• [Supplied passage]:
━━━━━━━━━━━━━━━━━━━━
Many ancient peoples were concerned with the movements of the
heavenly sphere and this evidence is particularly abundant at the oldest
holy places. Over the ages of
people living at or near certain power places, it was observed that there
were cycles of increase and decrease in the power of place and that those
periods were linked to the movements of specific celestial bodies.
These periods of energetic increase, for example the solstices,
equinoxes and various lunar dates, became the first festival times of
prehistoric peoples (I am speaking here of regularly occurring events as
opposed to irregular celebrations of the hunt). These festivals were earth-spirit ceremonies that actually
predate agriculture (and correspondingly predate the less ancient
agricultural myths that would later be associated with the earth-spirit
festival dates). The
young science of archaeoastronomy (astronomy itself being vastly older)
has brought to light remarkable evidence that a large proportion of the
pilgrimage sites of deep antiquity are topographically situated to be in
precise alignment relative to the position and movements of particular
astronomical objects visible from each site.
The most ancient science of our species, only recently being
rediscovered, was the interweaving of terrestrial astrology and sacred
geography. There is a great
galactic symphony of subtle forces playing upon our planet by virtue of
the cyclical orbits and particular positions of numerous different
celestial bodies relative to the earth. The power places, because of their profound energetic
resonance with different celestial frequencies, are ideal portals where
humans may access those forces. The
times most suited to interdimensional access at these holy places are the
particular dates encoded in each of their founding myths.
The
third category of factors contributing to the power of the sacred sites
concerns the design, construction and ornamentation of the structures that
humans have placed at the sacred sites.
━━━━━━━━━━━━━━━━━━━━
• [Problems to work on]:
1) Condense the paragraph in the passage on sacred sites that begins "The most ancient science of our species" into two or three sentences, keeping its main points.
2) Write a continuation of the passage on sacred sites, starting after its final sentence.

• [Data extract]:
━━━━━━━━━━━━━━━━━━━━
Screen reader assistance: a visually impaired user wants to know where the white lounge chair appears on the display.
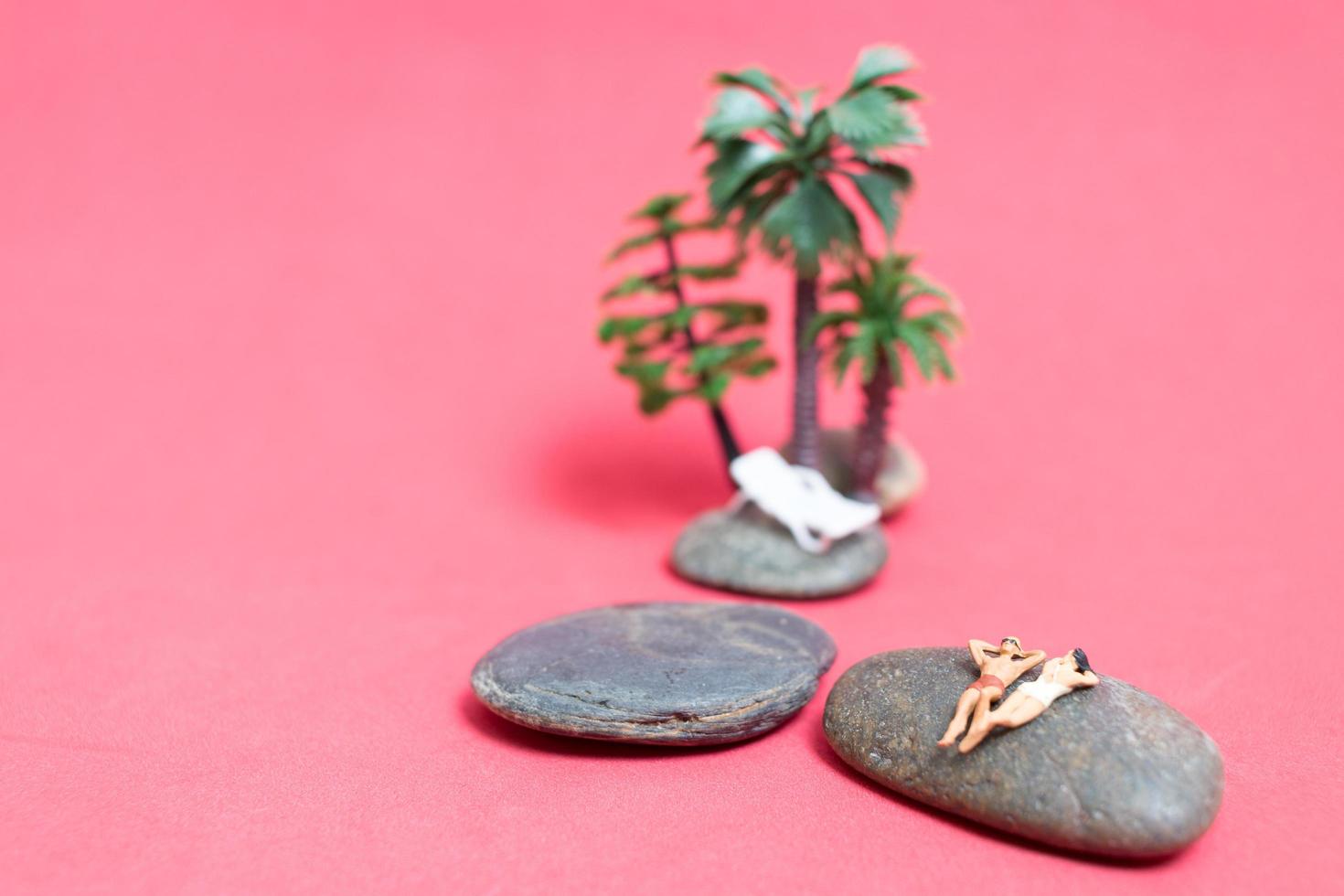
[729,447,881,553]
━━━━━━━━━━━━━━━━━━━━
• [Outputs in order]:
1) The oldest science of our species, now being rediscovered, combined terrestrial astrology with sacred geography. The cyclical orbits and positions of many celestial bodies create a "galactic symphony" of subtle forces acting on the earth, and power places, resonating with different celestial frequencies, serve as portals through which humans can reach those forces. The best times for such access are the dates encoded in each site's founding myths.

2)
A particularly fascinating example is the Sacred Geometry
used in the construction of the pyramids, temples, mosques and cathedrals
at the sacred sites. Sacred
Geometry is the formulating geometry evident in many facets of the natural
world, such as sea shells, crystal structure and musical intervals. Numerous early cultures, observant of the mathematically
repeating patterns of nature, sought to encode those same patterns and
proportions in the architecture they created at the sacred sites.
Similar to how the mathematically precise shapes of musical
instruments create and enable specific sounds, the purposeful shapes of
some (not all) sacred structures assist in the generation of specific
fields of energy and influence. Contributing
to and amplifying these fields of influence, shrine builders also made use
of sound, light, aromatic substances, jewel-encrusted icons and
gold/silver-plated sculpture. The
German philosopher, Goethe, once remarked that sacred architecture is
frozen music; this is a palpable reality for many visitors to the great
pilgrimage shrines.
The
fourth factor contributing to the power of the sacred sites is the most
mysterious, the least understood. This
is the accumulated and concentrated power of human intention.
As photographic film (a small piece of earth) can record the energy
of light, and as audio tape (another small piece of earth) can record the
energy of sound, so also can a sacred site (a larger piece of earth)
record, remember or somehow contain the energy and intention of the
millions of humans who have performed ceremony at the holy place.
Within the shrines and sanctuaries, countless priests, priestesses
and pilgrims have gathered for hundreds or thousands of years.
Dancing and chanting, praying and meditating, they have
continuously charged and amplified the etheric fields of love and peace,
healing and wisdom. The
megalithic stone rings, Celtic healing springs, Taoist sacred mountains,
Mayan temples, Gothic cathedrals, Shiite Islamic ziyarats, Hindu Jyotir
Lingas, Buddhist stupas and Egyptian pyramids are repositories of the
concentrated spiritual aspirations and attainments of all humanity.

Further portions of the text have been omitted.